** Start Record list **

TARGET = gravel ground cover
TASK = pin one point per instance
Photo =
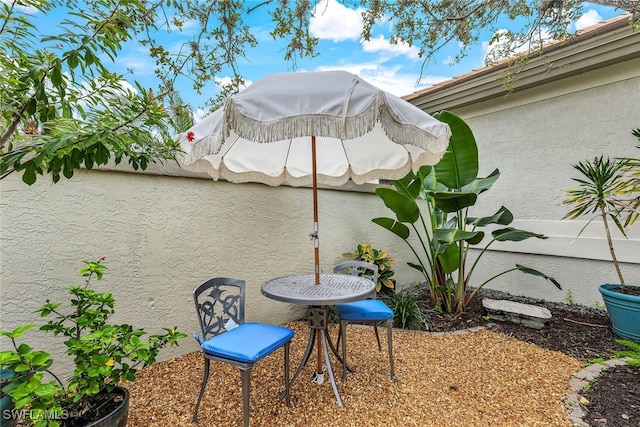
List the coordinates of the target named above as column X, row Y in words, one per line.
column 477, row 378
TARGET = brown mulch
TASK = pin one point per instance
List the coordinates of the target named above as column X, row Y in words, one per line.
column 507, row 375
column 581, row 332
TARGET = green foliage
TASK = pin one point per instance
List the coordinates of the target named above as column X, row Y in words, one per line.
column 443, row 227
column 632, row 352
column 608, row 189
column 103, row 353
column 367, row 253
column 64, row 108
column 26, row 384
column 407, row 312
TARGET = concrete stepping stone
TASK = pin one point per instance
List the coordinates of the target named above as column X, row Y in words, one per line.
column 528, row 315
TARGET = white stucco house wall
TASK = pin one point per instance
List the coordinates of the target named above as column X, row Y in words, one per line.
column 164, row 231
column 577, row 100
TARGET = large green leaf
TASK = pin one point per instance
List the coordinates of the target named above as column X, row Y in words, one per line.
column 405, row 208
column 453, row 202
column 459, row 165
column 502, row 217
column 455, row 235
column 510, row 234
column 397, row 228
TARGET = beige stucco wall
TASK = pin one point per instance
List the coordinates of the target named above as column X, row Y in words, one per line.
column 164, row 235
column 533, row 137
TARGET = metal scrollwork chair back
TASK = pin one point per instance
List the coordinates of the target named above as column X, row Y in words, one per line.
column 371, row 311
column 226, row 338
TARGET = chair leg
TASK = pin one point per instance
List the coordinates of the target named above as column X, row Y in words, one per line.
column 245, row 374
column 287, row 388
column 390, row 344
column 194, row 420
column 342, row 335
column 375, row 328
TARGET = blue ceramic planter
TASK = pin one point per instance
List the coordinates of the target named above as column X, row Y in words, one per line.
column 624, row 312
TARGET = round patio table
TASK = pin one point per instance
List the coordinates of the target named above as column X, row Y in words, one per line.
column 333, row 289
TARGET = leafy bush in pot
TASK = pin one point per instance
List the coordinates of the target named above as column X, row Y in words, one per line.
column 103, row 353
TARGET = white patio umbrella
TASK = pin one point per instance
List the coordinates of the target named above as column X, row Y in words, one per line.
column 305, row 129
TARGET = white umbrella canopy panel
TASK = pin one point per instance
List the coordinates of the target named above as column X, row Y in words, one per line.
column 305, row 129
column 363, row 133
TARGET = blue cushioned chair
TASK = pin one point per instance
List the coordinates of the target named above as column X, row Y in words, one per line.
column 226, row 338
column 365, row 311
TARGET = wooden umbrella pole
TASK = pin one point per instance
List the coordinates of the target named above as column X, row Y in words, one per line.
column 316, row 240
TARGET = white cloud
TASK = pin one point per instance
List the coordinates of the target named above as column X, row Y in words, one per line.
column 591, row 17
column 381, row 45
column 390, row 79
column 335, row 22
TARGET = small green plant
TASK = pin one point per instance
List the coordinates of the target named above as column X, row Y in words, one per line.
column 607, row 190
column 26, row 385
column 632, row 352
column 595, row 361
column 407, row 313
column 367, row 253
column 103, row 353
column 569, row 298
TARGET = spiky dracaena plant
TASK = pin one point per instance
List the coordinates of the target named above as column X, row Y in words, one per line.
column 606, row 192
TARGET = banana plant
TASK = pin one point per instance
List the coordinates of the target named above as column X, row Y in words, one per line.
column 431, row 210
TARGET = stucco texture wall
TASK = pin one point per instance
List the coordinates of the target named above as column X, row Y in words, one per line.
column 164, row 235
column 534, row 137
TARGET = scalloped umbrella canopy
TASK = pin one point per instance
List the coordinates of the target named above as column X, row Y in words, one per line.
column 305, row 129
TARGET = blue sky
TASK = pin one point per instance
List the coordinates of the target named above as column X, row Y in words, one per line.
column 392, row 68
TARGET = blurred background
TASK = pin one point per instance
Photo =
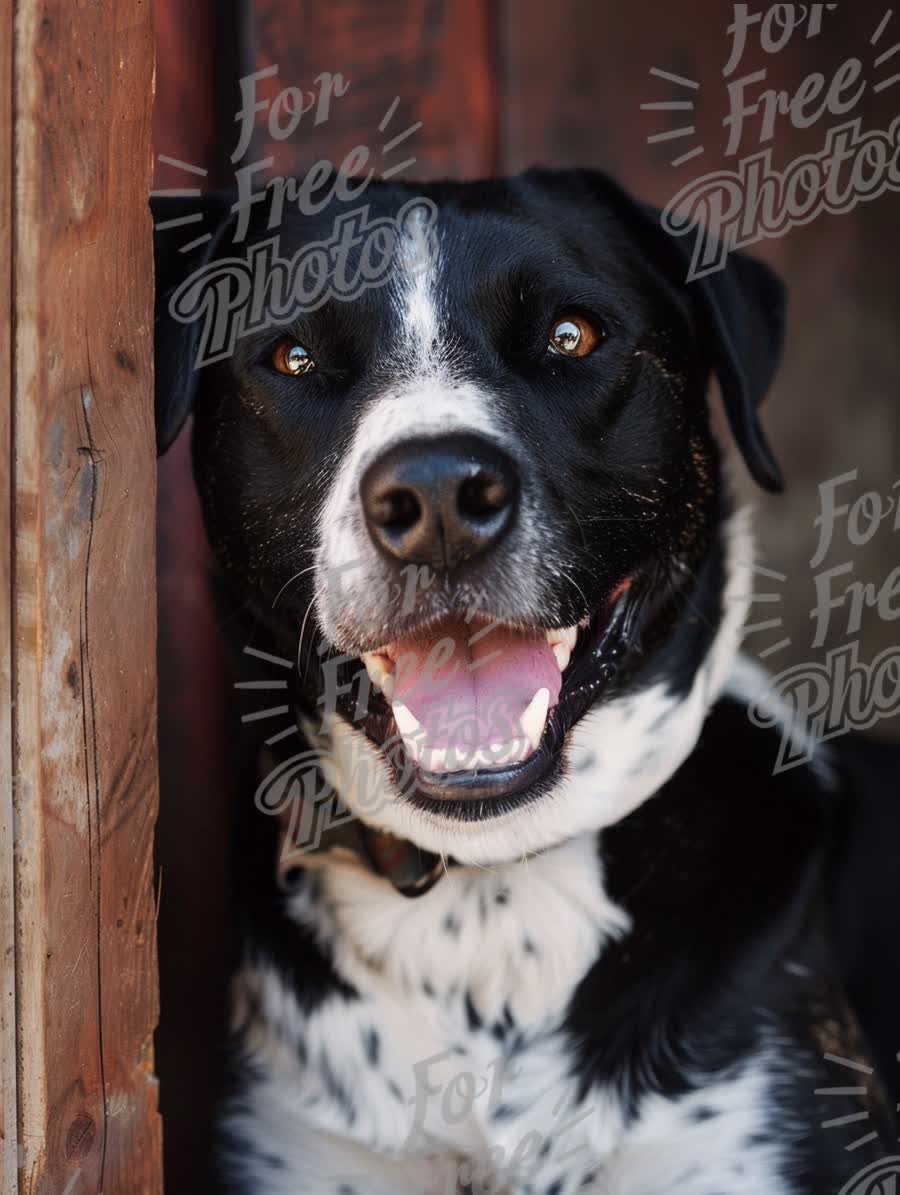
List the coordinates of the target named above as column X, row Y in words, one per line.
column 499, row 86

** End Record list **

**Directions**.
Transcribe all of the material above verbatim, from its first line to its last, and omit the pictures from the transcription.

**Solved exercise**.
TARGET = gravel ground cover
TASK = pin one point per instance
Photo =
List the coordinates of the target named above as column X, row Y in words, one per line.
column 477, row 378
TARGET = brown mulch
TASK = pin one point per instance
List the coordinates of the target named above as column X, row Y in words, one per line.
column 507, row 375
column 581, row 332
TARGET = green foliage
TASK = pin one point per instance
List the coordinates of the target named above as column X, row Y in words, one per line.
column 443, row 227
column 632, row 352
column 608, row 189
column 103, row 353
column 367, row 253
column 64, row 108
column 26, row 384
column 407, row 312
TARGET = concrete stepping stone
TASK = pin one point per instance
List the coordinates of the target named above as column X, row Y in words, one per line.
column 528, row 315
TARGET = white stucco house wall
TASK = pin one point per instance
List the coordinates of the target named above as column X, row Y in words, one per line.
column 164, row 231
column 577, row 100
TARGET = large green leaf
TASK = pin one point per instance
List the coordinates of the target named above as column X, row Y in words, one per line.
column 405, row 208
column 453, row 202
column 459, row 165
column 502, row 217
column 455, row 235
column 510, row 234
column 397, row 228
TARGET = beige stucco wall
TASK = pin one point per instance
List the coordinates of the target named above as column X, row Y in words, one per line.
column 164, row 235
column 533, row 137
TARGET = metal scrollwork chair back
TASK = pin one point per instance
List the coordinates of the target named above as column X, row Y in words, one per line.
column 371, row 311
column 226, row 338
TARGET = chair leg
TASK = pin one point per instance
List the coordinates of the target named above as column X, row Y in words, one per line.
column 245, row 374
column 287, row 388
column 390, row 344
column 194, row 420
column 342, row 335
column 375, row 328
TARGET = blue ceramic planter
TASK = pin one point per instance
List the coordinates of the target named above as column X, row Y in words, one per line.
column 624, row 312
TARGET = round patio table
TASK = pin one point per instance
List the coordinates of the target named above as column X, row Y in words, one per line.
column 333, row 289
TARGET = leafy bush in pot
TASK = pin one point per instance
List the coordinates of the target named above as column X, row Y in words, one per line.
column 103, row 353
TARGET = white patio umbrella
TASK = pin one point per instance
List the coordinates of the target named above as column X, row Y in words, one per line.
column 305, row 129
TARGET = white umbrella canopy panel
TASK = pin one point per instance
List the coordinates of the target named above as column X, row Y in words, one per line.
column 305, row 129
column 363, row 133
TARGET = blue cushioned chair
TASK = pin one point per instance
List the coordinates of the target named above as column X, row Y in words, one per line.
column 226, row 338
column 365, row 311
TARGET = wooden umbrella pole
TASK = pin one point per instance
List the coordinates of the target named above as column X, row Y in words, one per line.
column 316, row 240
TARGET = white cloud
TASK = pin one point per instance
List the coordinates of the target named above as column X, row Y in words, one per line.
column 591, row 17
column 381, row 45
column 390, row 79
column 335, row 22
TARGET = small green plant
TASK = pin one point per instance
List the coordinates of the target named above as column X, row Y in words, one per line.
column 607, row 190
column 26, row 385
column 632, row 352
column 595, row 361
column 407, row 313
column 367, row 253
column 103, row 353
column 569, row 298
TARGET = spiky dracaena plant
TASK = pin one point per instance
List the coordinates of the target named above as column X, row Y in words, one per line.
column 606, row 192
TARGET = banana plant
TASK = pin one point per instance
List the coordinates of the target named above as column X, row Y in words, one per line.
column 431, row 210
TARGET = stucco texture wall
TASK = pin one point per instance
List the coordinates of the target named above as column X, row Y in words, one per line.
column 164, row 235
column 534, row 137
TARGET = scalloped umbrella canopy
TASK = pin one point per instance
List the coordinates of the target named above as column X, row Y in words, one per line.
column 305, row 129
TARGET = blue sky
TASK = pin one point per instance
List the coordinates of the target named above as column X, row Y in words, one per line.
column 392, row 68
TARGET = blurred background
TASK = pin one point per instance
Photo =
List the coordinates of the target named above as column X, row Y in words, one per line.
column 499, row 86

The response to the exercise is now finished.